> [Prompt]:
Gather each line of the records where "draped" appears.

(Items from a data source)
- - -

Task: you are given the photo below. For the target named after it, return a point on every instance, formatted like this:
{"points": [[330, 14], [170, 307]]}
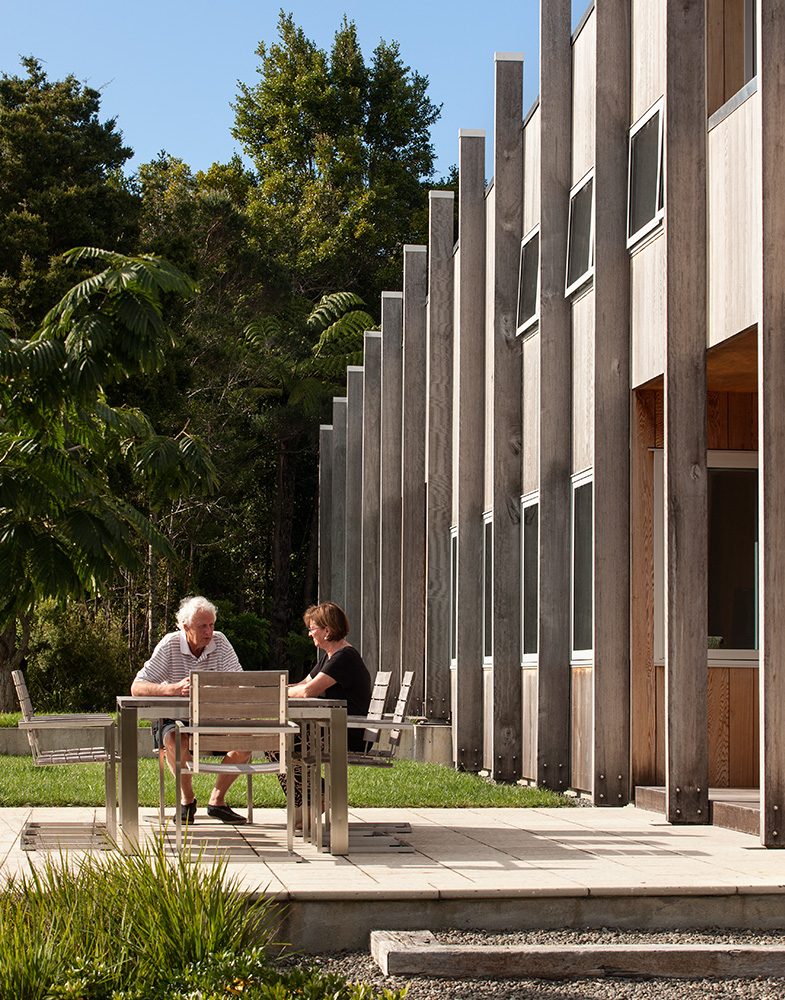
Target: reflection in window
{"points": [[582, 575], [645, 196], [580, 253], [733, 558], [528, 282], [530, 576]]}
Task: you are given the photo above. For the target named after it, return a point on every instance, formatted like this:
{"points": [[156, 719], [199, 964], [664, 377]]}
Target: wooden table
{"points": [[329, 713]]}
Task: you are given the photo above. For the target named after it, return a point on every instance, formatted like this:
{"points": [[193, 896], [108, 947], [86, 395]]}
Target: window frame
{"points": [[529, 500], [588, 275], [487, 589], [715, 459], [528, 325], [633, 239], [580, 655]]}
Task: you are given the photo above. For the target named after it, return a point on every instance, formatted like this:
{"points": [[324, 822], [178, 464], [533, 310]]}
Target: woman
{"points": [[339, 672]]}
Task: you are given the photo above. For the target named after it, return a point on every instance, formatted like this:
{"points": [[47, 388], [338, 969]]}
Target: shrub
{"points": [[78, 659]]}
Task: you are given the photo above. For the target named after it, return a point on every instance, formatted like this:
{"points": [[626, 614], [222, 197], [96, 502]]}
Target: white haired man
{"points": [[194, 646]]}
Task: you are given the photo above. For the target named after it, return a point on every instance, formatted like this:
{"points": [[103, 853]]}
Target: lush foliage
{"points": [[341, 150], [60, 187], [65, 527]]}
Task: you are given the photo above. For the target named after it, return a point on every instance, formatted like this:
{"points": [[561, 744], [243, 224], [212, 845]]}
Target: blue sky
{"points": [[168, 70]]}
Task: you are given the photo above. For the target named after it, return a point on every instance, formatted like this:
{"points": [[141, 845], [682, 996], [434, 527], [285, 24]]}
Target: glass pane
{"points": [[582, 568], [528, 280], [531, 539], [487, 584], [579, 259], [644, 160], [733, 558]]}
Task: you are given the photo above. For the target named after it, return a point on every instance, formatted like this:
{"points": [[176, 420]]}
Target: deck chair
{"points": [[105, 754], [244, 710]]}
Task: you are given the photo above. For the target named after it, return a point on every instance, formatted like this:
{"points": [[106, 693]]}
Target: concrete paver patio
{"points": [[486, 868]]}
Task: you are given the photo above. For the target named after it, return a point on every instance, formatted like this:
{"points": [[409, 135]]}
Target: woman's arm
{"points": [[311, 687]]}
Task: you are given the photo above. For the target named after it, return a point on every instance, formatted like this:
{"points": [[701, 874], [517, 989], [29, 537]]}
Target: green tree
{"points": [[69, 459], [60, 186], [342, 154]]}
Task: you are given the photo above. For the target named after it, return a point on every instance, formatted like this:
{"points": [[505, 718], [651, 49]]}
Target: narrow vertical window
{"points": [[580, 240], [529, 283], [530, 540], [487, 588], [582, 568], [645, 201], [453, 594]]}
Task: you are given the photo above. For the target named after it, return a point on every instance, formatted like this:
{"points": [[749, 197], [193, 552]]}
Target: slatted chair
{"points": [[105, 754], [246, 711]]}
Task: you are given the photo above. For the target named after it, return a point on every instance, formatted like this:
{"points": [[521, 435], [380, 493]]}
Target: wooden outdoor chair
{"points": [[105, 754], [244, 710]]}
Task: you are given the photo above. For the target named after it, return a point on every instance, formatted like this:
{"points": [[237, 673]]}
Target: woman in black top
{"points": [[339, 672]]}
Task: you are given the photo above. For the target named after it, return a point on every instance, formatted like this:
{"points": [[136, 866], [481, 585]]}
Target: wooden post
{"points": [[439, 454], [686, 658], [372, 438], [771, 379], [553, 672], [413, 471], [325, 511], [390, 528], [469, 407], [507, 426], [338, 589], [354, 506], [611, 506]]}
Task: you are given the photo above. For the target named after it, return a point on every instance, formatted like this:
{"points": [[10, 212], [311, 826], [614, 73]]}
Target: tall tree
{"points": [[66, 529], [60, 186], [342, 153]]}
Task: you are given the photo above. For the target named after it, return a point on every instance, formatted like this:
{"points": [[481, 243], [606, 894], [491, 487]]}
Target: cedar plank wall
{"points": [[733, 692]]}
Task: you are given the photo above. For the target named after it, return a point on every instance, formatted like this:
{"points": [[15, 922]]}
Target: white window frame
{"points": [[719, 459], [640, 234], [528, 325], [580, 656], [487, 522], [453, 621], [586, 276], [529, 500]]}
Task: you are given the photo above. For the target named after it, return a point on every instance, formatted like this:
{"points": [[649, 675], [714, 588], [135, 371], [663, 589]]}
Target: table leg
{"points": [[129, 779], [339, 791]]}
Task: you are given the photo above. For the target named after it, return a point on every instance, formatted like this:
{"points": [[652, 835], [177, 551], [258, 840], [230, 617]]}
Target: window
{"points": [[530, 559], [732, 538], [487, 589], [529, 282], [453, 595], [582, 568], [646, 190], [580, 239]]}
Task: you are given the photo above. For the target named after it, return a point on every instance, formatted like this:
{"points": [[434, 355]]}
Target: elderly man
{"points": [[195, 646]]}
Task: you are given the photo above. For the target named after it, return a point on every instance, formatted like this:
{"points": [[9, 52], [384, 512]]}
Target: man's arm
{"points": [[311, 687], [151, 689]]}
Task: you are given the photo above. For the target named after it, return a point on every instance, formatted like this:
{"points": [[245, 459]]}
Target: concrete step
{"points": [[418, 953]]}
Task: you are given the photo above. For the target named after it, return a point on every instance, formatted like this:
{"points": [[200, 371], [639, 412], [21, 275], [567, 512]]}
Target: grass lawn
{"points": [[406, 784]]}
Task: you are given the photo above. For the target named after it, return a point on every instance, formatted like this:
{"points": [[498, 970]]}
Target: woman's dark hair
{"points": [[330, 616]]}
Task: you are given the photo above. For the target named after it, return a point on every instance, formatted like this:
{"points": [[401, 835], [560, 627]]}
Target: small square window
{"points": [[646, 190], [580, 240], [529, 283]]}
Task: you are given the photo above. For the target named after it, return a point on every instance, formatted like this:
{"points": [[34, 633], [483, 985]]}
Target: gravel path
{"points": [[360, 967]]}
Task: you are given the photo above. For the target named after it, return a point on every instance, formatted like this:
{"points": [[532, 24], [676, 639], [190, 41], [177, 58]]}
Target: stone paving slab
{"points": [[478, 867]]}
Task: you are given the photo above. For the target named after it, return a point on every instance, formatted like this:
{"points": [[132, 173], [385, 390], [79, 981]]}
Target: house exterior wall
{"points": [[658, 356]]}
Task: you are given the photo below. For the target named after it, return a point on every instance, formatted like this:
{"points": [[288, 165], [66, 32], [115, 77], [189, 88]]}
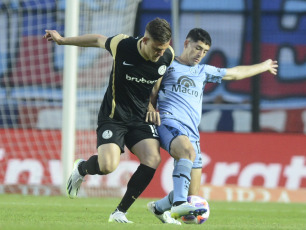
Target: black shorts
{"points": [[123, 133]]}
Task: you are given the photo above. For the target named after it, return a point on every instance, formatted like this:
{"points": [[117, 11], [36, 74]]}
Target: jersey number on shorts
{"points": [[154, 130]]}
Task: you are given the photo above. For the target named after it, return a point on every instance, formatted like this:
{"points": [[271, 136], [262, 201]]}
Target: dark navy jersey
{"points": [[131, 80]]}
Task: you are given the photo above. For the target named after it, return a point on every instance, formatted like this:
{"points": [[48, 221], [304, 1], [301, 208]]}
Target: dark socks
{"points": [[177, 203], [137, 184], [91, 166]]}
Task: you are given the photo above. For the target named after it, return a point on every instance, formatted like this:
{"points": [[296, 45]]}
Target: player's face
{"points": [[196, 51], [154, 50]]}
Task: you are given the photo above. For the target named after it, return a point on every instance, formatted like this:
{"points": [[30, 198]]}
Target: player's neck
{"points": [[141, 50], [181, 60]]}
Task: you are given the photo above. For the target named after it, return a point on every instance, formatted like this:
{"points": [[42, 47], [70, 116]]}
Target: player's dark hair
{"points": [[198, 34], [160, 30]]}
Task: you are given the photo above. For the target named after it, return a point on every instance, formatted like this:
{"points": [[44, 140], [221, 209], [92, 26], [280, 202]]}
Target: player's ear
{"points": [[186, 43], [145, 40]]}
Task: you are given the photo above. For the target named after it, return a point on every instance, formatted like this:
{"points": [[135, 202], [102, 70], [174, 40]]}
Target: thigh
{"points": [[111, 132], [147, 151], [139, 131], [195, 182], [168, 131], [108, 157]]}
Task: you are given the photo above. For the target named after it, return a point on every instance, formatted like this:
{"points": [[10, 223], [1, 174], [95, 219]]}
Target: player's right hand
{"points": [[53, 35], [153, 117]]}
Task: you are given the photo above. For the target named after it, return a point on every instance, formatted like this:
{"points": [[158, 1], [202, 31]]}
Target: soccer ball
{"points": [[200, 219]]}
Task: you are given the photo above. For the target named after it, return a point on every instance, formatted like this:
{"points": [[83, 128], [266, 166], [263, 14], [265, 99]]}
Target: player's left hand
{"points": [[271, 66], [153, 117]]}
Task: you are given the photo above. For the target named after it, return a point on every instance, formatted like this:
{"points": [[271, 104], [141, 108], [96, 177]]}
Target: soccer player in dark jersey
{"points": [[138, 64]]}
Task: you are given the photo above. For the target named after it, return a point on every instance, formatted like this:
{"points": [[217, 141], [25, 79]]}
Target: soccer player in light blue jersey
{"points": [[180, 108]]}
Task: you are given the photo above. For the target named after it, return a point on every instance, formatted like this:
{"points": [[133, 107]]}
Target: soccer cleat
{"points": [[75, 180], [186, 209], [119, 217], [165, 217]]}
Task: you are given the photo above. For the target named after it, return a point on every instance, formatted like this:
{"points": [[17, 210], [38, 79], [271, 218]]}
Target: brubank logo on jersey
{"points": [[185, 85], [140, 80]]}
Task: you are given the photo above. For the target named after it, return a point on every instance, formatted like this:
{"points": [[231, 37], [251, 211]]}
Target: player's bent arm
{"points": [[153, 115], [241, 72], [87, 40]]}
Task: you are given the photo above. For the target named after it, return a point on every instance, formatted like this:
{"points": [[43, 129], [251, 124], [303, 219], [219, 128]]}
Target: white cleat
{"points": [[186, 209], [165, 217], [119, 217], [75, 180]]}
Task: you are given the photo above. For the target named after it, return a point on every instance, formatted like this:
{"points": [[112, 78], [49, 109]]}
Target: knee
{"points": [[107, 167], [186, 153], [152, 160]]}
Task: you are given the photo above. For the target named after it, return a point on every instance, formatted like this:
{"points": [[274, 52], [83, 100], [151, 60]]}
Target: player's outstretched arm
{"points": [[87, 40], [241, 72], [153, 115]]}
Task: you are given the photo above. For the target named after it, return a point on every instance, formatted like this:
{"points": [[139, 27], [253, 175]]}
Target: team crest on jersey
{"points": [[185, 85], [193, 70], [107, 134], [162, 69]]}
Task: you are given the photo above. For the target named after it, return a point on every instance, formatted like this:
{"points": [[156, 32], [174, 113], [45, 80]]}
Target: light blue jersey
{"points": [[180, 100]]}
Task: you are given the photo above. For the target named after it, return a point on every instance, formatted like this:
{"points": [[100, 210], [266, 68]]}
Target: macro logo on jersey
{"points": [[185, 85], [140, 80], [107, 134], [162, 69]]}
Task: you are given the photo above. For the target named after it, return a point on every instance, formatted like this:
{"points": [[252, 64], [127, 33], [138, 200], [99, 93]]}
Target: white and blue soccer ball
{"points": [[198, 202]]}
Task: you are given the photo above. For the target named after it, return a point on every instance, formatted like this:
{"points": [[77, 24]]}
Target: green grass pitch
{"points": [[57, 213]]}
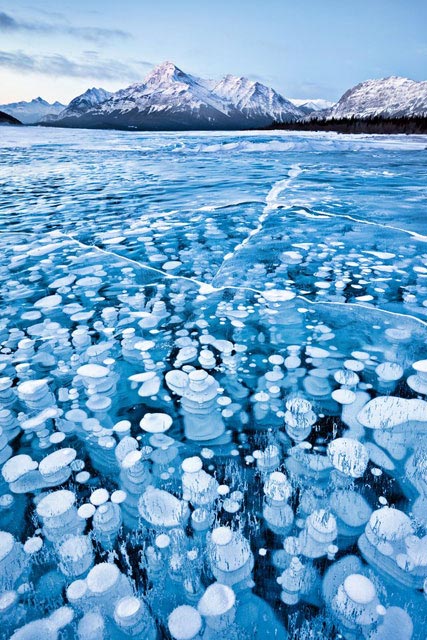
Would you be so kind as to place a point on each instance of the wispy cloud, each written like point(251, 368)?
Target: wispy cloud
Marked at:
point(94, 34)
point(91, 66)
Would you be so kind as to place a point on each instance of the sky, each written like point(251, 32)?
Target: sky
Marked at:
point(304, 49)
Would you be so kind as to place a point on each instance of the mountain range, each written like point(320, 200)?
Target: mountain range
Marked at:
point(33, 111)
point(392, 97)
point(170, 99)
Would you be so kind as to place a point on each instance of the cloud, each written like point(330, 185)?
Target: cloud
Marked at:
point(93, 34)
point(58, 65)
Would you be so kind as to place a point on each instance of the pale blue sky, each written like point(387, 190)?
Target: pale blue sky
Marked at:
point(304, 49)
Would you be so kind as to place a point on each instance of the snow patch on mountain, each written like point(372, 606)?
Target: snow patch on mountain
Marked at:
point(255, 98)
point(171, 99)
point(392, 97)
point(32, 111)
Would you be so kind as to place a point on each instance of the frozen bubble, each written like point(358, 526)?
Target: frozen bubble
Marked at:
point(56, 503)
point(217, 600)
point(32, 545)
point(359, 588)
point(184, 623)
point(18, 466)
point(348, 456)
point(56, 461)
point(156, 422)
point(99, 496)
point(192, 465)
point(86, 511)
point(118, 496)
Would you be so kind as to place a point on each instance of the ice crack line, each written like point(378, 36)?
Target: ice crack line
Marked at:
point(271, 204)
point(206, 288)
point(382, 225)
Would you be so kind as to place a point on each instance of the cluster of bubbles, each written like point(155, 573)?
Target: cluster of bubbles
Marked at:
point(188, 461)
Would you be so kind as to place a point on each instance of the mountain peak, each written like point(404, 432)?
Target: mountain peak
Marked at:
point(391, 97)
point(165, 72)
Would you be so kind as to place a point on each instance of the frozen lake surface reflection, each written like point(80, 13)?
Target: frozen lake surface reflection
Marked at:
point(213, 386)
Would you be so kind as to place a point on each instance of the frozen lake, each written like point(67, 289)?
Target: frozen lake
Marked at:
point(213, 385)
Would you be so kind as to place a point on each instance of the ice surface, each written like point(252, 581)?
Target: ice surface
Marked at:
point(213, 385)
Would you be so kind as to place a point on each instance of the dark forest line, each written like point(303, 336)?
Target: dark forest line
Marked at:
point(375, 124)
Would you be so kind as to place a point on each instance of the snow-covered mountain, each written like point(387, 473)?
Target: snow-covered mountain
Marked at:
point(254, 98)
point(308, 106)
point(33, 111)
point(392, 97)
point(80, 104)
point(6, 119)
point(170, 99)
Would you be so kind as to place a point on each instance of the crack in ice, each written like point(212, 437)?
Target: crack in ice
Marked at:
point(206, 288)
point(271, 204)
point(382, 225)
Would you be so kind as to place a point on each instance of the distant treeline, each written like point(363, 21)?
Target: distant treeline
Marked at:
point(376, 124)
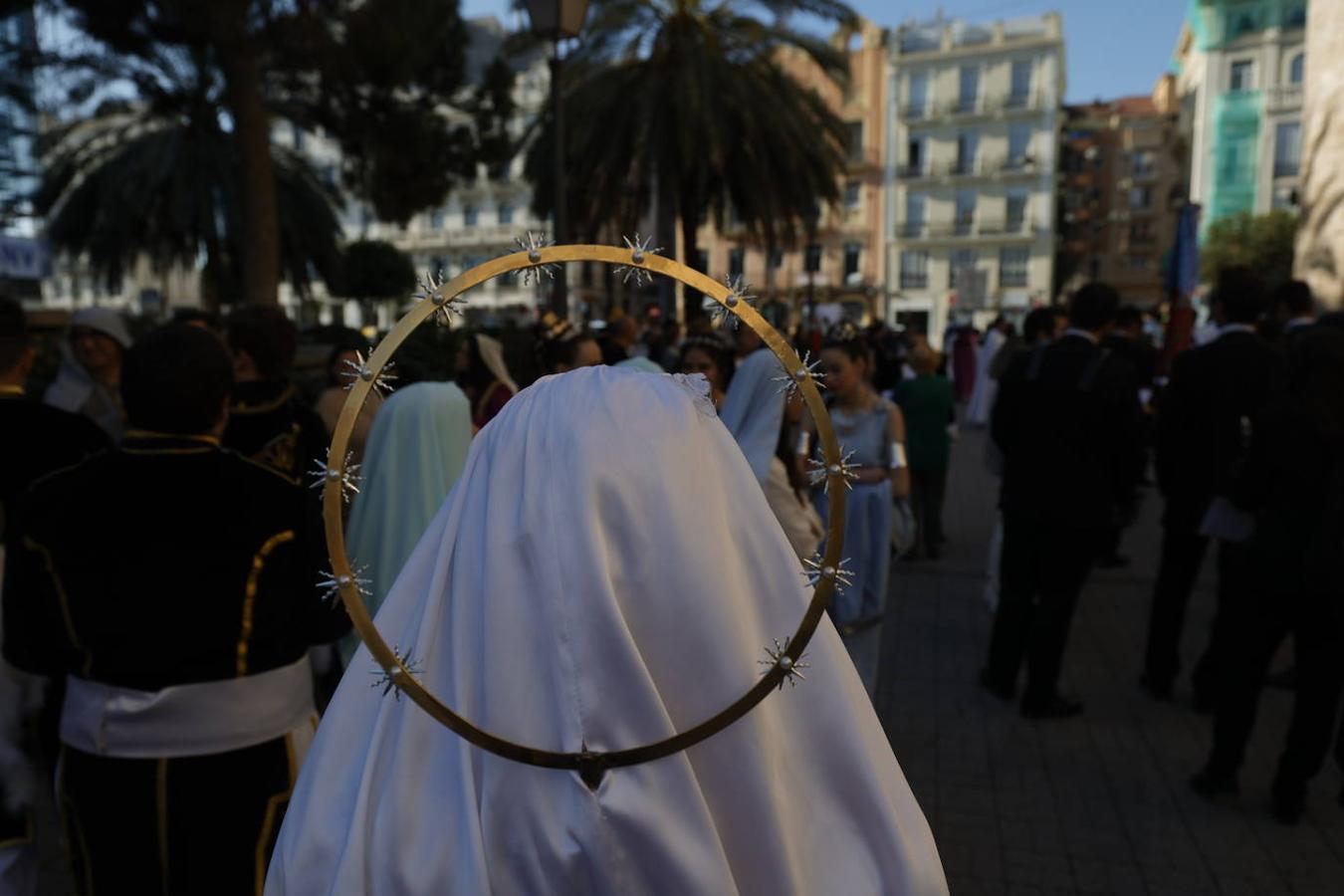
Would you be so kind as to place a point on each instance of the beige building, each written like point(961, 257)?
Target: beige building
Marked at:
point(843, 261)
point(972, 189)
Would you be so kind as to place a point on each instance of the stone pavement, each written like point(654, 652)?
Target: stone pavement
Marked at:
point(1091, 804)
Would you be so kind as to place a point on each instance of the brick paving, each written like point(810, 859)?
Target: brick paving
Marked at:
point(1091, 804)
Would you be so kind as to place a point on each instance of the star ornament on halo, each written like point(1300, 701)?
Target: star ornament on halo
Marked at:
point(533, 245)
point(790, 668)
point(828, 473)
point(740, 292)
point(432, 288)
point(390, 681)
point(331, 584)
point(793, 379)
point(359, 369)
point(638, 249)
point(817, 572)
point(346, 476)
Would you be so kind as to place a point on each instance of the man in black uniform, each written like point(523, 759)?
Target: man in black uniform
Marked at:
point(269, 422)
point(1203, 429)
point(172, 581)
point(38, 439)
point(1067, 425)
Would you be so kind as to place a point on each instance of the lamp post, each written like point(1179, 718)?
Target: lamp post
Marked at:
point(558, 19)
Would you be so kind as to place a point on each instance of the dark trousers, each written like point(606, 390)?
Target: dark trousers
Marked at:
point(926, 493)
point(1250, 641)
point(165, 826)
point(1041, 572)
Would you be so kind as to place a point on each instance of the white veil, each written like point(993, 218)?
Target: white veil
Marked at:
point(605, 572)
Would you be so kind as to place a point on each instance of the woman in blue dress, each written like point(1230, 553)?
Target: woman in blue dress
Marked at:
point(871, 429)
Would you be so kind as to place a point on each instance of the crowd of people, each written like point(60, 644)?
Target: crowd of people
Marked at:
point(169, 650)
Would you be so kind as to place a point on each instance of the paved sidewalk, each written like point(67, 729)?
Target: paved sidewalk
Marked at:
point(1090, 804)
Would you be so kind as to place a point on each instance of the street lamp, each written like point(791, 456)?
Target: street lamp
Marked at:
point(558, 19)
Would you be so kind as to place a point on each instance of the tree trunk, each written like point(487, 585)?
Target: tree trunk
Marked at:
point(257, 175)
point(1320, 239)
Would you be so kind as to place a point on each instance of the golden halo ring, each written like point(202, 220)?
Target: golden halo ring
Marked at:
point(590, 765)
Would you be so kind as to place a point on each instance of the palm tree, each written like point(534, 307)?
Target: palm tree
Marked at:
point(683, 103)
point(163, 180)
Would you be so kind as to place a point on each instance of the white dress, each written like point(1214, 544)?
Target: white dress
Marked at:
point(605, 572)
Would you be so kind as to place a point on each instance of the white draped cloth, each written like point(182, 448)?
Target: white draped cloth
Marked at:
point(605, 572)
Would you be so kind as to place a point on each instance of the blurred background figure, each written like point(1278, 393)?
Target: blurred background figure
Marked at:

- - -

> [Solution to this exercise]:
Would you be so kind as to place a point on each instance of the white draped cloth, each written like point(182, 448)?
Target: white draped cloth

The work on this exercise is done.